## Work to complete
Copy every one of the following entries line for line, changing nothing.

/---

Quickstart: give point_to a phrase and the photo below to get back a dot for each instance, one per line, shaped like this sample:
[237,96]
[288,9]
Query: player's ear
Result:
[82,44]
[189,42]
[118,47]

\---

## Worked solution
Quickstart: give point_to a phrase and the photo below to get back a dot for each instance, one per line, shaped like this sample:
[237,96]
[288,9]
Query: player's ear
Result:
[82,44]
[189,42]
[118,47]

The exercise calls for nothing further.